-- Opening Marker --
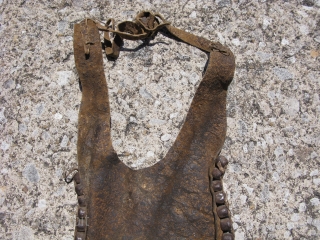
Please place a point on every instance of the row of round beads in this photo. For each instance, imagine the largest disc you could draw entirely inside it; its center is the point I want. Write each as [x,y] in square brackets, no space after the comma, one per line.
[220,199]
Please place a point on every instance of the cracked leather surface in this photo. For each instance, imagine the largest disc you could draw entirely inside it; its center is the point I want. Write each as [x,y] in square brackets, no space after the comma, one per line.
[170,200]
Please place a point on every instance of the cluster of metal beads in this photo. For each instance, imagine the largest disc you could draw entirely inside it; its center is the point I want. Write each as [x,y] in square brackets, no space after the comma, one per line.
[222,212]
[81,227]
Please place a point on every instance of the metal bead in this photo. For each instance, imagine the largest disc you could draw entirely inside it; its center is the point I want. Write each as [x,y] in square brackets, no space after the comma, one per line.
[223,160]
[220,197]
[217,185]
[79,189]
[76,178]
[81,227]
[223,211]
[227,236]
[80,236]
[81,213]
[82,201]
[226,224]
[216,174]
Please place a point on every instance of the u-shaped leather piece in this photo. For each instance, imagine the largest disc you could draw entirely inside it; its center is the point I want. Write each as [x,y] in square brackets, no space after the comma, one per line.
[174,198]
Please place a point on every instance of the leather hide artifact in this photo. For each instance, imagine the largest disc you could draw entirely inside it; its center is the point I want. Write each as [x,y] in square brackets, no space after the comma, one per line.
[180,197]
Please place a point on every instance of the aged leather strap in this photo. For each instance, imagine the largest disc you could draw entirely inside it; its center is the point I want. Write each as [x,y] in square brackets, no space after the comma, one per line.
[180,197]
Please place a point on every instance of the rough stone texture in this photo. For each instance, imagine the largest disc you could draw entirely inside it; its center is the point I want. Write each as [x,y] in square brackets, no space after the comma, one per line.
[273,179]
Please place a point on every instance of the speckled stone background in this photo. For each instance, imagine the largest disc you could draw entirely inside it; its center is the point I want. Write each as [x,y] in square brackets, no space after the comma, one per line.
[273,137]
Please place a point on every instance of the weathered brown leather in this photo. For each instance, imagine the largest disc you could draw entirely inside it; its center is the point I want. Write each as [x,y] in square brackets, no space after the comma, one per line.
[180,196]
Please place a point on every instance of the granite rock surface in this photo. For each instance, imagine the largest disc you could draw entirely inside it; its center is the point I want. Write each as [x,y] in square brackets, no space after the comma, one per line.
[272,144]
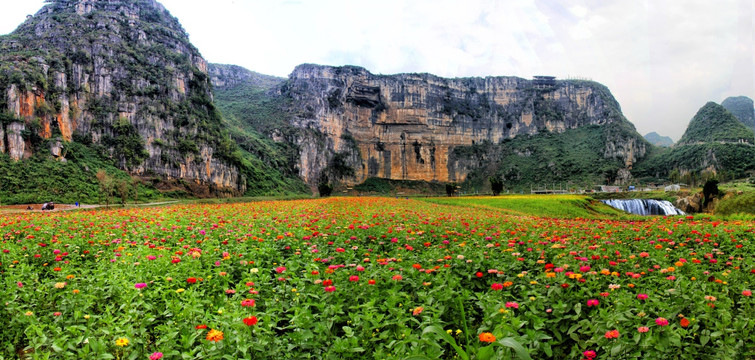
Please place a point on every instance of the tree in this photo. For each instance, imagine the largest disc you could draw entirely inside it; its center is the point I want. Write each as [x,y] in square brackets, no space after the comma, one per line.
[123,190]
[106,185]
[325,189]
[710,191]
[135,184]
[496,184]
[450,189]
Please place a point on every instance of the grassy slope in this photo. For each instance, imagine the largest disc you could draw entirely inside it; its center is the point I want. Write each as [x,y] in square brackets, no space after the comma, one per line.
[250,113]
[573,158]
[559,206]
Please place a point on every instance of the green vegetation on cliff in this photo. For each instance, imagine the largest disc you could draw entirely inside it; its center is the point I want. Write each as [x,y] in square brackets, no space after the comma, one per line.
[713,123]
[252,116]
[572,159]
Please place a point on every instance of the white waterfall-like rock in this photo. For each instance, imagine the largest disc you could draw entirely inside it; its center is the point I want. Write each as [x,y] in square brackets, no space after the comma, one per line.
[644,206]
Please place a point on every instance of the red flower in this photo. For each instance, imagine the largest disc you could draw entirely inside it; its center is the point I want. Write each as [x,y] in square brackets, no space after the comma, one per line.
[250,321]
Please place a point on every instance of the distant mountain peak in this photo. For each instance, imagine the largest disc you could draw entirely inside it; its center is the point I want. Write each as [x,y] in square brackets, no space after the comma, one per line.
[713,123]
[659,140]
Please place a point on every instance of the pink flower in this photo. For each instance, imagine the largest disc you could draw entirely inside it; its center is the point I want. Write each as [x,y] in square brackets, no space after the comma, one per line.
[661,321]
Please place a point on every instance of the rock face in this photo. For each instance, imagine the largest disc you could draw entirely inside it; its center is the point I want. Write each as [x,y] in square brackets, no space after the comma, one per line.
[742,108]
[357,125]
[120,74]
[658,140]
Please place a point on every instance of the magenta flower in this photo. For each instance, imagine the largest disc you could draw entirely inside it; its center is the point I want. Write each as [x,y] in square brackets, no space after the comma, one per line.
[661,321]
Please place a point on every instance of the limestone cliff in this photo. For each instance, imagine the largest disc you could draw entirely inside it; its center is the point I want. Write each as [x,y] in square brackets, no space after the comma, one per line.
[356,125]
[121,75]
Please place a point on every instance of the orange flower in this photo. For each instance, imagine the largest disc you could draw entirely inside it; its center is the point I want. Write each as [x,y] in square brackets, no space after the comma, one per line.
[214,335]
[487,337]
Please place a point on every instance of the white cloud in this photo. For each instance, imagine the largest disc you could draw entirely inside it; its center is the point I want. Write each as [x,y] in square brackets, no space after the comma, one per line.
[662,59]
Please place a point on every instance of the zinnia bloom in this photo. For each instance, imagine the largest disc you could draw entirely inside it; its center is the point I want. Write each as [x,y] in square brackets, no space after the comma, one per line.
[487,337]
[249,321]
[214,335]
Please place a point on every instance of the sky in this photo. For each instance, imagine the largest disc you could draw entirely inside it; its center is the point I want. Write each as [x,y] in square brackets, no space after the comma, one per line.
[661,59]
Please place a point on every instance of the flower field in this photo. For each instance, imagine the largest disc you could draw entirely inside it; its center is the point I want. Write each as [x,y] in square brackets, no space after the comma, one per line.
[372,278]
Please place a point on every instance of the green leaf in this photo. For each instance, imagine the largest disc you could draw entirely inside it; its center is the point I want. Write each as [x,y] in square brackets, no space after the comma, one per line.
[435,329]
[616,350]
[520,351]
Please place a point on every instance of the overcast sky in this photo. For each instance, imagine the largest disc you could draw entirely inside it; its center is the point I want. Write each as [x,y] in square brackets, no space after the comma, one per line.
[662,59]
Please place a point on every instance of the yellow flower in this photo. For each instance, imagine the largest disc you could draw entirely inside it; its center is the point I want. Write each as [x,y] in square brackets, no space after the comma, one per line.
[214,335]
[121,342]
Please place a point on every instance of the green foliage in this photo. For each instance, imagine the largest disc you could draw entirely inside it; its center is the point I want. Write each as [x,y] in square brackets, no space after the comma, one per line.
[739,204]
[41,178]
[713,123]
[734,159]
[573,158]
[325,189]
[560,206]
[382,186]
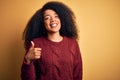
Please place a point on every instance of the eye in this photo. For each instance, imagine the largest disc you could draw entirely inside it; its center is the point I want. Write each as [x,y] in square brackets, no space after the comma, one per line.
[46,17]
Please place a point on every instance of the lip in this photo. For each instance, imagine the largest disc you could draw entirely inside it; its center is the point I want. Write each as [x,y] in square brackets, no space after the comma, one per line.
[53,24]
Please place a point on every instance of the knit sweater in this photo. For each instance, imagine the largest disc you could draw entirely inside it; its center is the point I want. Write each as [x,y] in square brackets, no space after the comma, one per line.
[58,61]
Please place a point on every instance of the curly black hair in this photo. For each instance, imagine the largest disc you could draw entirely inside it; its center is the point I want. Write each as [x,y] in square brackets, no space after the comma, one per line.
[35,27]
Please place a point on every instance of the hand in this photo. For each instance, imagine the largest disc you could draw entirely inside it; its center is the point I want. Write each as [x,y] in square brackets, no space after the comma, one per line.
[33,53]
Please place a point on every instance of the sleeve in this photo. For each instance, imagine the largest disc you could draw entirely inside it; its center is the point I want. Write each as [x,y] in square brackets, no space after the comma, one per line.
[77,69]
[28,71]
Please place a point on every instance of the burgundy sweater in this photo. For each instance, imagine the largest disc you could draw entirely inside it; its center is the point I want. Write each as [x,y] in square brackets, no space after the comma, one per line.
[59,61]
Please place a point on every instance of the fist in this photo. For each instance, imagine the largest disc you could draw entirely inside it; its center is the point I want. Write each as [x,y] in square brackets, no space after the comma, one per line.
[33,53]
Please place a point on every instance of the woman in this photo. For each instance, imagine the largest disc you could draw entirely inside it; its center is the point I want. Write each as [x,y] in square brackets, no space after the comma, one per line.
[52,52]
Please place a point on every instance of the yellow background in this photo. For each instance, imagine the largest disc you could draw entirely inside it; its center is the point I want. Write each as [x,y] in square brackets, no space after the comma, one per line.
[99,25]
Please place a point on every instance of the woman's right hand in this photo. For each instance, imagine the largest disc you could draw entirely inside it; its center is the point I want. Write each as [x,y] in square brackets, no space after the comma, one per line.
[33,53]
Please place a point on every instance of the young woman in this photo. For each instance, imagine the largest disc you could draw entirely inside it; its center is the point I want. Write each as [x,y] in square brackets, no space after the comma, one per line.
[52,51]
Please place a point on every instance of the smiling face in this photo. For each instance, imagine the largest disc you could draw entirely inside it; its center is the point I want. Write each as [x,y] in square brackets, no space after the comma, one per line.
[52,21]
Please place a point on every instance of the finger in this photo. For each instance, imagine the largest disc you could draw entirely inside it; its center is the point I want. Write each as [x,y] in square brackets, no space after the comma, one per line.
[38,49]
[37,53]
[32,44]
[37,57]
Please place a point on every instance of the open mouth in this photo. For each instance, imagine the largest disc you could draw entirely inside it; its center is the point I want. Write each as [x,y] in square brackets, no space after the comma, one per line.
[53,24]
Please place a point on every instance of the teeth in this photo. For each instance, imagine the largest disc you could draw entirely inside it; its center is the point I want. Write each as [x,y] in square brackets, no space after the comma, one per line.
[54,25]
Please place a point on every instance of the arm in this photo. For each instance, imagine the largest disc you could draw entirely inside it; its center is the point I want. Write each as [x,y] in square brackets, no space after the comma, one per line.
[77,70]
[28,71]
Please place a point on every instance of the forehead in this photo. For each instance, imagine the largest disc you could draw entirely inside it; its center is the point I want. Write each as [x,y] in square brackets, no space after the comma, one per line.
[49,11]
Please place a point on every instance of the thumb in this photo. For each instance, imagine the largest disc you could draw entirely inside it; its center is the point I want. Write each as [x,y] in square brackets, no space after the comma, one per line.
[32,44]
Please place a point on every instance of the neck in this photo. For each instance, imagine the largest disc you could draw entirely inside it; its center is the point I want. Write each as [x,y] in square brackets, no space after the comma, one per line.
[55,37]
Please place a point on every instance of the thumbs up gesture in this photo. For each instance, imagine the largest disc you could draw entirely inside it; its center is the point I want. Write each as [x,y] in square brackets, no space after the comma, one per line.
[33,53]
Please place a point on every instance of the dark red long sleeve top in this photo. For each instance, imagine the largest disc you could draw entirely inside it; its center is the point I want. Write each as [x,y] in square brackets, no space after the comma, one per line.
[59,61]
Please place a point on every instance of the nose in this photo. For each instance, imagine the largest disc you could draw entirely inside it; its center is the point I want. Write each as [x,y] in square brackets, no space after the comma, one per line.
[52,19]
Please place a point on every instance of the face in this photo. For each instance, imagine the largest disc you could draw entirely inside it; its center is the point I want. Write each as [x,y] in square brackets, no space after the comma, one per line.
[52,21]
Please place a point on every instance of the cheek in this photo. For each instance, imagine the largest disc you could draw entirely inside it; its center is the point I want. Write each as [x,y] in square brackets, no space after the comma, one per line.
[46,24]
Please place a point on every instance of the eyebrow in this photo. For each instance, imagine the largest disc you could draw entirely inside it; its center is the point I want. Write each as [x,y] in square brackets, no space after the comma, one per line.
[49,15]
-- Closing Marker --
**What you are asked to do**: From the line holding "Please place a point on every instance of the eyebrow" to the last line of the records, quote each line exactly and add nothing.

**Finished task**:
Please place a point on every instance of the eyebrow in this photo. For each instance, imagine the largest disc you could draw entirely inside it; its center is the point I want. Write each as [x,y] in square brackets, no space after the comma, one per line.
[49,15]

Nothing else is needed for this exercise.